(RECORDS SHOWN)
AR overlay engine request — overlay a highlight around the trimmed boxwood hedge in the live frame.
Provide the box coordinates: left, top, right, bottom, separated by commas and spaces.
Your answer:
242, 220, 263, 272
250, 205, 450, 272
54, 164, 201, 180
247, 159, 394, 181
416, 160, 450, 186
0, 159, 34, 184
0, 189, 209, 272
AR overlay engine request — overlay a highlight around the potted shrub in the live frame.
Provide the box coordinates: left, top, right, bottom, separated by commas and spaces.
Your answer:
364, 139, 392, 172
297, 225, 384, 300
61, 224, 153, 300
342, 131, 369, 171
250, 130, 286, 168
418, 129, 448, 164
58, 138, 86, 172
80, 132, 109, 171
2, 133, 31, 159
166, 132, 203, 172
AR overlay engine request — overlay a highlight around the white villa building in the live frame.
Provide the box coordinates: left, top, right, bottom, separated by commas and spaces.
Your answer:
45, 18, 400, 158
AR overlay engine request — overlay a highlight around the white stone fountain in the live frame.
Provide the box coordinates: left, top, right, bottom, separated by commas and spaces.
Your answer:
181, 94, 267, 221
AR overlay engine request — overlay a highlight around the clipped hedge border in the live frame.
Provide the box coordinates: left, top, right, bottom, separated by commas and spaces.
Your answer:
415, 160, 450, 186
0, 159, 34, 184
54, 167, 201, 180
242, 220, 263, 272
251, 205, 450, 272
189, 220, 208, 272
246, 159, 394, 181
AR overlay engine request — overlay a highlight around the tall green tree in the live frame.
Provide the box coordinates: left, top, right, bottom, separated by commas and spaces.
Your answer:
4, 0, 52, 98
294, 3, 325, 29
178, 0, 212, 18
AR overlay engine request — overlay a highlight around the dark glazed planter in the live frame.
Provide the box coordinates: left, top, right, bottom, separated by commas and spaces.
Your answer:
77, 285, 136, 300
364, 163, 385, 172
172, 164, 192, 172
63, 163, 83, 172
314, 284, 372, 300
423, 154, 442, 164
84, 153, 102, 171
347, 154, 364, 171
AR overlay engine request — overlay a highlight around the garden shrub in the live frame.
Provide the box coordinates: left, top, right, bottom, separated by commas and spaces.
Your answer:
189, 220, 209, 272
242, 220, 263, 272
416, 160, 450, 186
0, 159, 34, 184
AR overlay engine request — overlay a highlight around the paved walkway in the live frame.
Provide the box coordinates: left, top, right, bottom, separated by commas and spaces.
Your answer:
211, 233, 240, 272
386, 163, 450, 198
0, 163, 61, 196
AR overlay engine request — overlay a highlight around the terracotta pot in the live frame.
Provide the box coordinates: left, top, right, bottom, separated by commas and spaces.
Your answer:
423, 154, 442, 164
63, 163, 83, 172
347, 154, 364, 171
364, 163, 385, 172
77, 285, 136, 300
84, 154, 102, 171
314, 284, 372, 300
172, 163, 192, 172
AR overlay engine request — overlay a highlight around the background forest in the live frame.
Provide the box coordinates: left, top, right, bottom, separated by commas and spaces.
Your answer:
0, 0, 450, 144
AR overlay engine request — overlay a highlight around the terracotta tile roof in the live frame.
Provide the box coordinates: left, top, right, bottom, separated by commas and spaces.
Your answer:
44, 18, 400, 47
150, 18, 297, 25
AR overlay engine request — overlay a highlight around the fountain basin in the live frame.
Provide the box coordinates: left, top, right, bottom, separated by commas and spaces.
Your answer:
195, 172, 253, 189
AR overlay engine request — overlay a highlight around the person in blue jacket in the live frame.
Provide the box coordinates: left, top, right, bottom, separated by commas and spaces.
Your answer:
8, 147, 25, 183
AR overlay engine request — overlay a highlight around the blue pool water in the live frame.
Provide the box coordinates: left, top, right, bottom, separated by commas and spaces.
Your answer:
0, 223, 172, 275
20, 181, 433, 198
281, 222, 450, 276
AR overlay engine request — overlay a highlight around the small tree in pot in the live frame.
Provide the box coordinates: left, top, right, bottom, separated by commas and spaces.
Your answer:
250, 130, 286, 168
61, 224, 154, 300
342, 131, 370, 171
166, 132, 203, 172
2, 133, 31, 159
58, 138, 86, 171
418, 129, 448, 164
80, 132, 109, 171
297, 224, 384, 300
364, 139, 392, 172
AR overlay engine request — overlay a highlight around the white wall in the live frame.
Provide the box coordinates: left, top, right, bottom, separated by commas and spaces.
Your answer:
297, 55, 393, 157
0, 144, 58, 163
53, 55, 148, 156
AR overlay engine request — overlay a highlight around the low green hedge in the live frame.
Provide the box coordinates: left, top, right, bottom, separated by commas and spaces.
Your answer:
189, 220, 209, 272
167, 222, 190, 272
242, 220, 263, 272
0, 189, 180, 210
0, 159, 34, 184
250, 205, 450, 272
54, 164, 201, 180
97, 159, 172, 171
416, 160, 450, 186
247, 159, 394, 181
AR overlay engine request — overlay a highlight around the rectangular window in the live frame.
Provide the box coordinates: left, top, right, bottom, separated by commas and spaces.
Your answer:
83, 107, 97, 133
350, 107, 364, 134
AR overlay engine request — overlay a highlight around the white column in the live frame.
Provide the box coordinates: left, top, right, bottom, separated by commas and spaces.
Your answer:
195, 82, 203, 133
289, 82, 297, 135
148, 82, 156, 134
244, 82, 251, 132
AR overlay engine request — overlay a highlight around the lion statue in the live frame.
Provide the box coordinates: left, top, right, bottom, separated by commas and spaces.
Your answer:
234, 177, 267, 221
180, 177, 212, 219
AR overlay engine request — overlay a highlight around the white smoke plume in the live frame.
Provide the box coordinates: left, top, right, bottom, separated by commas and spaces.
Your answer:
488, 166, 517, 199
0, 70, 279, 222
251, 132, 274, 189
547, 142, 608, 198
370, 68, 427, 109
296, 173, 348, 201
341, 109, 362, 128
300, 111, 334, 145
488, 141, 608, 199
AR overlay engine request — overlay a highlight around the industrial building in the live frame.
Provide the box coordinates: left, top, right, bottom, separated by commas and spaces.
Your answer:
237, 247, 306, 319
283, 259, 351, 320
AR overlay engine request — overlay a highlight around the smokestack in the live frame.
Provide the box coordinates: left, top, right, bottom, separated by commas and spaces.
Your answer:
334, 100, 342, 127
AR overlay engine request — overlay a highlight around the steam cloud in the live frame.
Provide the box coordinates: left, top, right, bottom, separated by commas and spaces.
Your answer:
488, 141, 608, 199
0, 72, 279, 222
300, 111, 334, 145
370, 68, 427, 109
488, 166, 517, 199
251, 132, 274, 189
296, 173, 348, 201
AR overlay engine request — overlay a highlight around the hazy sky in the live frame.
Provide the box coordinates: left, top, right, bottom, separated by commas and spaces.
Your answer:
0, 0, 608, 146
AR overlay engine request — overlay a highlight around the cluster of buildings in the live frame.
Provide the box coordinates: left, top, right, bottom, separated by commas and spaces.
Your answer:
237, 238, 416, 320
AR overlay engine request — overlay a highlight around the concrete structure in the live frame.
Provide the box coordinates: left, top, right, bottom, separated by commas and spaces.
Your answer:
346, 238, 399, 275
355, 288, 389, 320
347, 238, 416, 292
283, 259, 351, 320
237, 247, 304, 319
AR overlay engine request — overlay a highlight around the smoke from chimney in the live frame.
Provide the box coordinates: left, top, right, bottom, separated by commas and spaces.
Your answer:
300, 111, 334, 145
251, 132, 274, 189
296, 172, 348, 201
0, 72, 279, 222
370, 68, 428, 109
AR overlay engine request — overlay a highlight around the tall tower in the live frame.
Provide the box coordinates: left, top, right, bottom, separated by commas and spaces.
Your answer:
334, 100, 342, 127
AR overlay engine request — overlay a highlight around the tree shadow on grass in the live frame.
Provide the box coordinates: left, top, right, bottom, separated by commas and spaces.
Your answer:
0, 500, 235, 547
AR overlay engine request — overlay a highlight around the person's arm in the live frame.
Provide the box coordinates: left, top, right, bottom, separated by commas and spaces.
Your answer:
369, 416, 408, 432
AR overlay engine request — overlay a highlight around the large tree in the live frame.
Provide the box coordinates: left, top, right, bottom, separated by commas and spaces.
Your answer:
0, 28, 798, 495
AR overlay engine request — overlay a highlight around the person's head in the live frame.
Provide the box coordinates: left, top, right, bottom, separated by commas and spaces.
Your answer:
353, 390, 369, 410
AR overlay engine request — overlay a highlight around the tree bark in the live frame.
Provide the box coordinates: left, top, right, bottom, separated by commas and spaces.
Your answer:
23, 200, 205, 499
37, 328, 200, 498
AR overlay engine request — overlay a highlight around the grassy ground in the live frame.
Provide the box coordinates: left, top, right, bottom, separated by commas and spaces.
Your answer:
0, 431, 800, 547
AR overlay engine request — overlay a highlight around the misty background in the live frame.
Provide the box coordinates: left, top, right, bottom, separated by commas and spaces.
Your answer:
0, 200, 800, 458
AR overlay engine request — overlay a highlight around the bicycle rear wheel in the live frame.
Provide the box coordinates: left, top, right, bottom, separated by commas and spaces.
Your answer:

(AIM)
Recast the entries from the line with "garden shrub in the live frame." through the line with "0, 0, 450, 144" as a two-column CSV with the header entry,coordinates. Give one row per entry, with its text in the first field and its answer in the second, each field in quotation marks and each line break replaced by a space.

(IN RESPONSE)
entry,coordinates
"AR overlay engine request — overlay a highlight around the garden shrub in the live frame. Provide the box coordinates: left, top, right, bottom, separated by commas and spaces. Your answer:","189, 220, 209, 272 242, 220, 263, 272 416, 160, 450, 186 0, 159, 34, 184"
"AR overlay engine request — overlay a highlight around the paved walkway in the live frame. Provide the box coordinates: left, top, right, bottom, separated by commas and spaces. Your answer:","211, 233, 240, 272 386, 163, 450, 198 0, 163, 61, 196"
"AR overlay engine request — overlay a highlight around the terracotta pot in the live frame. Provide the box coordinates: left, top, right, bottom, separated by commas and spaces. Your answer:","423, 154, 442, 164 63, 163, 83, 172 347, 154, 364, 171 364, 163, 385, 172 77, 285, 136, 300 84, 154, 102, 171 314, 284, 372, 300 172, 163, 192, 172"
"AR overlay engine request — overlay a highlight around the background forest in the live frame. Provide the box coordinates: left, top, right, bottom, separated by commas and spaces. Your answer:","0, 0, 450, 144"